(Assigned task) If a line in the data has the string "lamp", please show it.

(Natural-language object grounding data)
◇ ◇ ◇ ◇ ◇

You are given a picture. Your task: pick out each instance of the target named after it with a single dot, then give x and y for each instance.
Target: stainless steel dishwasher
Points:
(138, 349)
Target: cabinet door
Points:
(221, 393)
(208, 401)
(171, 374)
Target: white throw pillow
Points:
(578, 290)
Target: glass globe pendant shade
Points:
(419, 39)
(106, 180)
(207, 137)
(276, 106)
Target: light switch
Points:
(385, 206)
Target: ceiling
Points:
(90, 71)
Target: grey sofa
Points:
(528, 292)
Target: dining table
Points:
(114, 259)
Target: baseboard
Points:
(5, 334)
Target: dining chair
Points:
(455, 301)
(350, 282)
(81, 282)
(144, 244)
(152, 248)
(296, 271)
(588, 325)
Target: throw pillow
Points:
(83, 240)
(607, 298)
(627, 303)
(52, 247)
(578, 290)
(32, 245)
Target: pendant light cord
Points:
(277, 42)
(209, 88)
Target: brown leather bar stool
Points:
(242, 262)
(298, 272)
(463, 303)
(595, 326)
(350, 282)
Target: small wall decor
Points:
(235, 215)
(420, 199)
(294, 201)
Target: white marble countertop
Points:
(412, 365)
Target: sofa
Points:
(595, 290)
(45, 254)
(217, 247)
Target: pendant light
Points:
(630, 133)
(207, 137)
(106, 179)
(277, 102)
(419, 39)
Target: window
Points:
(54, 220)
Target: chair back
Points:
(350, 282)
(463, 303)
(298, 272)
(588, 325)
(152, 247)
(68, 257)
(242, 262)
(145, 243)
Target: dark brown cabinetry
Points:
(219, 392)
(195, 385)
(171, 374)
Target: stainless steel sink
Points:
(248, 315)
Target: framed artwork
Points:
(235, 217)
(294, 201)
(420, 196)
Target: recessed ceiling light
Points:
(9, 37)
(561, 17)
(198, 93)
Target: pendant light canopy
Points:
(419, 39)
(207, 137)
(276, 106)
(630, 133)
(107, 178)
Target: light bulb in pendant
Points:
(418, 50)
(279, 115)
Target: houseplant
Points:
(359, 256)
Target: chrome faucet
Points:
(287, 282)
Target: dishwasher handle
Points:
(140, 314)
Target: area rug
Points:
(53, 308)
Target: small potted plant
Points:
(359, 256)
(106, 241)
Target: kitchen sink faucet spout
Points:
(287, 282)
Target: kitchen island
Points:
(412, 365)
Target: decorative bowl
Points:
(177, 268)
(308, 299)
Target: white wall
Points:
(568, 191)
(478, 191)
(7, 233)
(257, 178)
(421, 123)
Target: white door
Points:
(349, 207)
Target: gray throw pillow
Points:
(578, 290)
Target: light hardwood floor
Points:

◇ ◇ ◇ ◇ ◇

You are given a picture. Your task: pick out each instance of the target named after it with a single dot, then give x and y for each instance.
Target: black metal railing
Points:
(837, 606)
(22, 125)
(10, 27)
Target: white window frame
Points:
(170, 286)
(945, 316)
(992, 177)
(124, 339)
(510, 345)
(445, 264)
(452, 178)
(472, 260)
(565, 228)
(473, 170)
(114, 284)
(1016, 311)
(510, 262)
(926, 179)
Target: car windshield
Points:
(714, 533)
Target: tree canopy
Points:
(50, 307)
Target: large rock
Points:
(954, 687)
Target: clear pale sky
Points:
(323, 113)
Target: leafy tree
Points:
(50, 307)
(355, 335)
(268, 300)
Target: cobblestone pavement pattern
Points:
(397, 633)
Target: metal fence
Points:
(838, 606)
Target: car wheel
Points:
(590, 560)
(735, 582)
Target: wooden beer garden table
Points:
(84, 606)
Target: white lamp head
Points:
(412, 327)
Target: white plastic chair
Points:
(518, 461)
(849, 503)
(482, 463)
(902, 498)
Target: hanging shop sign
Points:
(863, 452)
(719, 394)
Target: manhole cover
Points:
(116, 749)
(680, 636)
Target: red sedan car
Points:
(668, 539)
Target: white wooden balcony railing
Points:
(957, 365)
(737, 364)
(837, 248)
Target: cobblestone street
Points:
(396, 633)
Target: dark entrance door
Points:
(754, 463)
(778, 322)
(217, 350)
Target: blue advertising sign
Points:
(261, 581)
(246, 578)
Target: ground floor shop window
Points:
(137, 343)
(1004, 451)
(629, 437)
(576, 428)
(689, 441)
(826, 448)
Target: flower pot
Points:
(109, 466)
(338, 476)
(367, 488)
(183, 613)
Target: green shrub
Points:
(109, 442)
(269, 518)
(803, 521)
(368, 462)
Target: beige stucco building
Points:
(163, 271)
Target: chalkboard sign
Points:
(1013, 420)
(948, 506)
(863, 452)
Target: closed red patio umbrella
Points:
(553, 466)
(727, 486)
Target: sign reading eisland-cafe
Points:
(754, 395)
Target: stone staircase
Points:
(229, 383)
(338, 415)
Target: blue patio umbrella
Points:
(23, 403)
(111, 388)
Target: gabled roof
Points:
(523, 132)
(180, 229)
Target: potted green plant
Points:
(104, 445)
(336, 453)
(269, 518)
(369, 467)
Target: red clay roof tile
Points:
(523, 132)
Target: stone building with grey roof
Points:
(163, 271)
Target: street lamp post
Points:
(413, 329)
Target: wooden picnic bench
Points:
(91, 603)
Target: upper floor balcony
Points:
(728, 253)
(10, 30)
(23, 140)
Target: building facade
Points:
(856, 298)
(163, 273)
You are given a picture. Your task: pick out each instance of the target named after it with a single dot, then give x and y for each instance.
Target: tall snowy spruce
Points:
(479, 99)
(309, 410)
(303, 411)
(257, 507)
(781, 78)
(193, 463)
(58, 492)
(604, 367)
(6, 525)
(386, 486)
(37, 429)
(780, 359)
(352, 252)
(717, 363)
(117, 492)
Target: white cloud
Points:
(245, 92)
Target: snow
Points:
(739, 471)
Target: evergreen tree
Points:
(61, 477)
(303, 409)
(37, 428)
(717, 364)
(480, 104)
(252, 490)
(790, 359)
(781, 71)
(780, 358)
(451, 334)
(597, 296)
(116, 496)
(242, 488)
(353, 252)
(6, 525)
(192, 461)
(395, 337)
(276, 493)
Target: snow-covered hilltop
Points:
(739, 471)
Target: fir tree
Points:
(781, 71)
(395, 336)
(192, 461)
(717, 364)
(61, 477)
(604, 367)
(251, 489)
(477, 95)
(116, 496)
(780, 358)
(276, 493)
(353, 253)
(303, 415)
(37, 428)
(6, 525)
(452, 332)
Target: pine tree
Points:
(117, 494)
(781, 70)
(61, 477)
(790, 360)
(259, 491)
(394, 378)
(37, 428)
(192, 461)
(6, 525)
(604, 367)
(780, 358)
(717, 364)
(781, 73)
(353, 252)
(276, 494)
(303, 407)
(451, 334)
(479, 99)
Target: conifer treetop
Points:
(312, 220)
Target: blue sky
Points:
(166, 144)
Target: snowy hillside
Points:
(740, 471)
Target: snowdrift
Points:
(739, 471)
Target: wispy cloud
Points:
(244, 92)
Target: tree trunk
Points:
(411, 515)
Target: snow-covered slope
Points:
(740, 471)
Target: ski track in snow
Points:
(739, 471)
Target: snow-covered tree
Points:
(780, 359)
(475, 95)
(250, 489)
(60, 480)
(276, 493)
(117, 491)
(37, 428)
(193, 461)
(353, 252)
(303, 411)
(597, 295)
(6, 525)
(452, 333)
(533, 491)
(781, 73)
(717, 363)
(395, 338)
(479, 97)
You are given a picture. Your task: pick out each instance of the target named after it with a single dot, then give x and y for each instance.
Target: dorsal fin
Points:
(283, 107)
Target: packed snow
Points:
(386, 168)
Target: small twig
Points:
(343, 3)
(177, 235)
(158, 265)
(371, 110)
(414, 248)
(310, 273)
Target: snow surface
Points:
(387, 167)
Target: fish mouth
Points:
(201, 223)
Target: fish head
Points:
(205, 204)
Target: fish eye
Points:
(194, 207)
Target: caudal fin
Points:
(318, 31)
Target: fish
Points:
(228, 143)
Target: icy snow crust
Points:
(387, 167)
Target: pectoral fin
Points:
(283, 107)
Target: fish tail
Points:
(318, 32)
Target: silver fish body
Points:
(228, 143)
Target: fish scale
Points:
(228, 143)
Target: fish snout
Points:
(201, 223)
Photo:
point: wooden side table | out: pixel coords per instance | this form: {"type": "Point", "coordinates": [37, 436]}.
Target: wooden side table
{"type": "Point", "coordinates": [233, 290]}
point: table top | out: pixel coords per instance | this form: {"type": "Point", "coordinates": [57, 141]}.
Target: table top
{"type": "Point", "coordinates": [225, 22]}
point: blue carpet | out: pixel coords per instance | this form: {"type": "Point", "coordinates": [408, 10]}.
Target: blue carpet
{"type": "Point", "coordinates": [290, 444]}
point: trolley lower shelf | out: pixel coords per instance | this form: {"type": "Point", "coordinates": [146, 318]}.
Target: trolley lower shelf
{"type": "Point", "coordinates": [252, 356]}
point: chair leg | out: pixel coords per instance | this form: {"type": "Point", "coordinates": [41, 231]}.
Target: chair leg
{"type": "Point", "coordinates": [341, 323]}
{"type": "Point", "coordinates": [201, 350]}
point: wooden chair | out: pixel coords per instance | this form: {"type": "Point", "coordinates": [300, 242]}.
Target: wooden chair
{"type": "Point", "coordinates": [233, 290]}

◇ ◇ ◇ ◇ ◇

(Solution to this task)
Target: white lamp head
Target: street lamp post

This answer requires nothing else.